::: Extract :::

It is expected that molecular hydrogen and oxygen supplementation could completely revolutionise the aquaculture industry, leading to a significant boost in the total food protein availability worldwide. Applications can be used with fresh water, sea water, open ponds, enclosed systems, natural based systems, hatcheries, holding facilities, fishing vessels and holding tanks, export and transport, aquariums and marketplaces, and the list goes on.

The oxidative susceptibility of aqua-based protein is far greater than land-based sources and as a result, there is less tolerance for error throughout all farming phases, from hatchery to plate. There are huge benefits at the hatchery stage where mortality rates can be significantly reduced, giving fingerlings a far greater start in life and an increased baseline strength when transported to the grow out facility.

Oxygen infusion into water technologies have come a long way in recent years and with it the understanding of the complementary importance that molecular hydrogen plays in biology. These two ingredients determine the environment that an organism can live in as well as the concentration of life it can support. Greater oxygen concentrations within aquaculture may be achievable without the associated toxicity for example, when combined with the anti-oxidant potential that molecular hydrogen represents.

Enriching an environment towards a bias that favours a particular organism living in it is the key to maximising the health, growth rates and yield potential at harvest. This in theory then suggests that increasing aerobic favour of an environment, can naturally toxify the preference of an anaerobic organism’s preference. This can then allow for a reduction of unfavourable control measures now adopted as standard throughout the industry.

Increasing efficiencies of metabolic function, energy creation and oxidative reduction, can all be fine-tuned in a closed aquaculture system and can also significantly reduce the damaging effects of adverse events as they unexpectedly occur. This then furthers to increased growth rates, less disease, lowered chemical and pharmaceutical intervention and increased stocking densities.

All of this leads to less stressed stock, stronger biological baselines which travels and ships better post-harvest, all of which commands a better price at market and a higher quality product for the consumer. It makes good commercial practice sense to improve not only the efficiencies of production but also improve the quality of the product while reducing the cost and use of unfavourable supplementation practices.

::: Dataset extract :::

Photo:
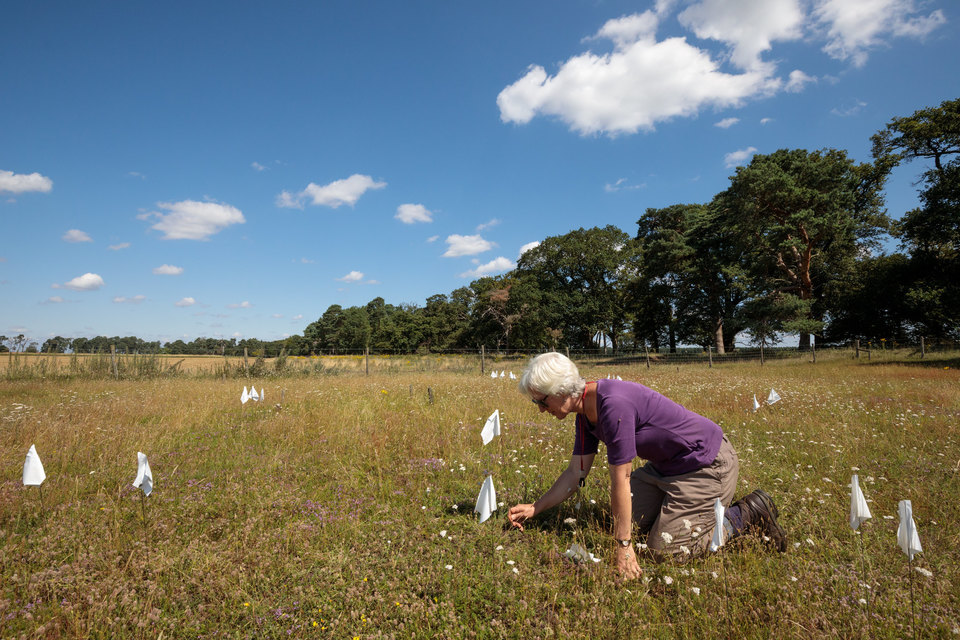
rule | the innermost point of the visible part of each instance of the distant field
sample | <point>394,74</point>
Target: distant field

:::

#### [Work instructions]
According to the aquaculture text, at what stage can mortality rates be significantly reduced? The listing has nothing to do with the aquaculture text.

#### [Solution to this problem]
The hatchery stage.